### TEXT SEGMENT
>>
Services declined 0.6% on the month in August, the central bank reported, attributing that drop in part to the suspension of school classes because of bad weather. Industry fell by 0.8% during the period.

“Overall, this report indicates that activity in key sectors remains under strain,” Andres Abadia, chief Latin America economist at Pantheon Macroeconomics, wrote in a note.

On the other hand, commerce increased 0.7% on the back of retail gains, and mining activity jumped 2.3%.

The economic activity figures came a day after the national statistics institute reported that August marked Chile’s best month of copper output this year.

What Bloomberg Economics Says

Third quarter GDP “will likely come in above central bank estimates — with a positive output gap, contrary to policymakers’ expectations.”

— Felipe Hernandez, Latin America economist

— Click here for full report 

The year-on-year activity increase would have been closer to 3% in the absence of drags including a temporary work stoppage at the Escondida mine and electricity cuts due to bad weather, Finance Minister Mario Marcel told lawmakers later on Tuesday. The economy is on track to expand in the third quarter and to reach the government’s growth estimate for 2024, he said.
<<
### WRITTEN TASK
According to the report on Chile's August economic activity, by how much did mining activity increase?

### DATA SECTION
>>
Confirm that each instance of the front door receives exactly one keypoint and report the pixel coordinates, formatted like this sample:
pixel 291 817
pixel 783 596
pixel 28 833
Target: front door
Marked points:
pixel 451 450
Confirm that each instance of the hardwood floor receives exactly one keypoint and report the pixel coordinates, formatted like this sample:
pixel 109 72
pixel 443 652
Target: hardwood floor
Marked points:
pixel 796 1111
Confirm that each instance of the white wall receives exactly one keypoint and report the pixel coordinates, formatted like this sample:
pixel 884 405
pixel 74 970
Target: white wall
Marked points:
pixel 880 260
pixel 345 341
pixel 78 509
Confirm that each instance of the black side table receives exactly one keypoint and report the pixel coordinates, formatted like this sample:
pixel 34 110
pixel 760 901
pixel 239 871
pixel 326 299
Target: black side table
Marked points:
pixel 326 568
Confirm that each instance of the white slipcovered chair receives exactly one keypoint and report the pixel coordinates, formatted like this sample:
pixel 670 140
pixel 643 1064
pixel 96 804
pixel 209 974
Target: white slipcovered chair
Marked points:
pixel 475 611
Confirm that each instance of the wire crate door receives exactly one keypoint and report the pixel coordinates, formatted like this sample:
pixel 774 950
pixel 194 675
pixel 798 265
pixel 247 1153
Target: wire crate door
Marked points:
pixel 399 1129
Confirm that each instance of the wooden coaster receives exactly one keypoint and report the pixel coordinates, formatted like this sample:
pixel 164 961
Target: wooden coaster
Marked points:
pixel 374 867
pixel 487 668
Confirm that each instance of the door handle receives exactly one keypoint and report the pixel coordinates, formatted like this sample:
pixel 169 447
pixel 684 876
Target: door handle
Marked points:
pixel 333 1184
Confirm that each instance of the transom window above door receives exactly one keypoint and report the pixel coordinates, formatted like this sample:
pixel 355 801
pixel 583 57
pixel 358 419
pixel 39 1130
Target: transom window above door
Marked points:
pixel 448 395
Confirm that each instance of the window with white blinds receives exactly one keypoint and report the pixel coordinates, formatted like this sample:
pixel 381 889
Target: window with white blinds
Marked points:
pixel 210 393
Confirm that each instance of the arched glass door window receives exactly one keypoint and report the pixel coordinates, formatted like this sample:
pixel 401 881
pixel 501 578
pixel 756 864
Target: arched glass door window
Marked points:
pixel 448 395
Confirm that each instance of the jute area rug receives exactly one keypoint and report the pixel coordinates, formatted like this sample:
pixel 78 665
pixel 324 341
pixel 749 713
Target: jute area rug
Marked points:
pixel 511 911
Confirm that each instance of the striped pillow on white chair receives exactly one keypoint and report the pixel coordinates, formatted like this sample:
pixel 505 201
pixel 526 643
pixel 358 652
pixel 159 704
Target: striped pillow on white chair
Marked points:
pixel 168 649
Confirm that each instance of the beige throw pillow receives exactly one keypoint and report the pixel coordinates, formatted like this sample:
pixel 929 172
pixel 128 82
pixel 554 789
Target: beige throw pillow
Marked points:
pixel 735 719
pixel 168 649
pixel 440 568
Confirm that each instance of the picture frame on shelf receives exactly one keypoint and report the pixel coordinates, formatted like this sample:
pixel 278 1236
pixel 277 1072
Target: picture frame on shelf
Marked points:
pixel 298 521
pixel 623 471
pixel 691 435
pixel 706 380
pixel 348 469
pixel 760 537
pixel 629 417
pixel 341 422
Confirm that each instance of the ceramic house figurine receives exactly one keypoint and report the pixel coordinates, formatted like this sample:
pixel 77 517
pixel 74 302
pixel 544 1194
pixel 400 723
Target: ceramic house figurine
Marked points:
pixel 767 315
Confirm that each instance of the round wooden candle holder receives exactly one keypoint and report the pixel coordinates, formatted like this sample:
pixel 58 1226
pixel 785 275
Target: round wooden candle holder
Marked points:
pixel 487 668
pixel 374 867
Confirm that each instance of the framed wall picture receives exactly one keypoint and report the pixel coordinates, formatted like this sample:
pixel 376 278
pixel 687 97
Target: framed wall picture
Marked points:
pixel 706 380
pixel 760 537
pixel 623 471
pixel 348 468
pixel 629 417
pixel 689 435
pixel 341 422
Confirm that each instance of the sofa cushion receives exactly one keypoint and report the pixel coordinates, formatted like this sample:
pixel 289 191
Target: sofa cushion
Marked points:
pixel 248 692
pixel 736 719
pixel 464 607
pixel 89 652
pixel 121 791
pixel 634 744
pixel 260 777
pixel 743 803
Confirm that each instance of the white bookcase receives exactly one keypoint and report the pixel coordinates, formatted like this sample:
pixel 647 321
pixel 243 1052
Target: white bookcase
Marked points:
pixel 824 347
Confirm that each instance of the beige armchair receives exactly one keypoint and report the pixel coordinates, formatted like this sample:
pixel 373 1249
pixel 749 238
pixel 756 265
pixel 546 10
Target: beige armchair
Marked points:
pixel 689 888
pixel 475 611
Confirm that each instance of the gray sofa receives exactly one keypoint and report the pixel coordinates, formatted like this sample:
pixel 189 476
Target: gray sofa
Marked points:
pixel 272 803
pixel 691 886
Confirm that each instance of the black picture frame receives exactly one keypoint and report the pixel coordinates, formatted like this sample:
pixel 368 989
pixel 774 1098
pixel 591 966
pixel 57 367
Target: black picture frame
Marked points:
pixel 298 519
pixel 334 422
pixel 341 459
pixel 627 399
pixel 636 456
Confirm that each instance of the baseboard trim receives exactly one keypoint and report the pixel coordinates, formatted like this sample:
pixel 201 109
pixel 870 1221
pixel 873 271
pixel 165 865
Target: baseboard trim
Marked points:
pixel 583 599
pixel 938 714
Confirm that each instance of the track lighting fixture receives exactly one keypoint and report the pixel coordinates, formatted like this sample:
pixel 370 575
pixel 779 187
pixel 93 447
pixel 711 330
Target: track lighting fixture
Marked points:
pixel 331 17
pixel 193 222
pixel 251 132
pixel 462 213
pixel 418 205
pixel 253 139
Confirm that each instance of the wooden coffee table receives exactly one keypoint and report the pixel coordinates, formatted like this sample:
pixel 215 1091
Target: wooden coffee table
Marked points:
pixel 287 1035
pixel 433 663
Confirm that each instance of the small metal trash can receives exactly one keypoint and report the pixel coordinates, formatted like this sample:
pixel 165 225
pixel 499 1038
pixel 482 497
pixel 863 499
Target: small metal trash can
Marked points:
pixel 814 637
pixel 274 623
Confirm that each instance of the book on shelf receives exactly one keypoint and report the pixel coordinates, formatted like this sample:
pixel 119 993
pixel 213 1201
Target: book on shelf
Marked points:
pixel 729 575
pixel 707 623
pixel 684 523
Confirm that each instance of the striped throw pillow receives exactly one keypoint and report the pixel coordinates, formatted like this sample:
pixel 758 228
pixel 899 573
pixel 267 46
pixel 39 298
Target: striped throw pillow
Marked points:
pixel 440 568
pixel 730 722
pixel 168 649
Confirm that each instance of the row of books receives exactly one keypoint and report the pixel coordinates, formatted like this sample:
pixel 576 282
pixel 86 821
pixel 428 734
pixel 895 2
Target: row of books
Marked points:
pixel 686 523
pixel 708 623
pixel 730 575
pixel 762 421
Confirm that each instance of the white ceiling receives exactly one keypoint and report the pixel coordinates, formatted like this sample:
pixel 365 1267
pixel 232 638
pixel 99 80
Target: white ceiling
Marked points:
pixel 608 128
<<
### FULL SOLUTION
Mining activity jumped 2.3%.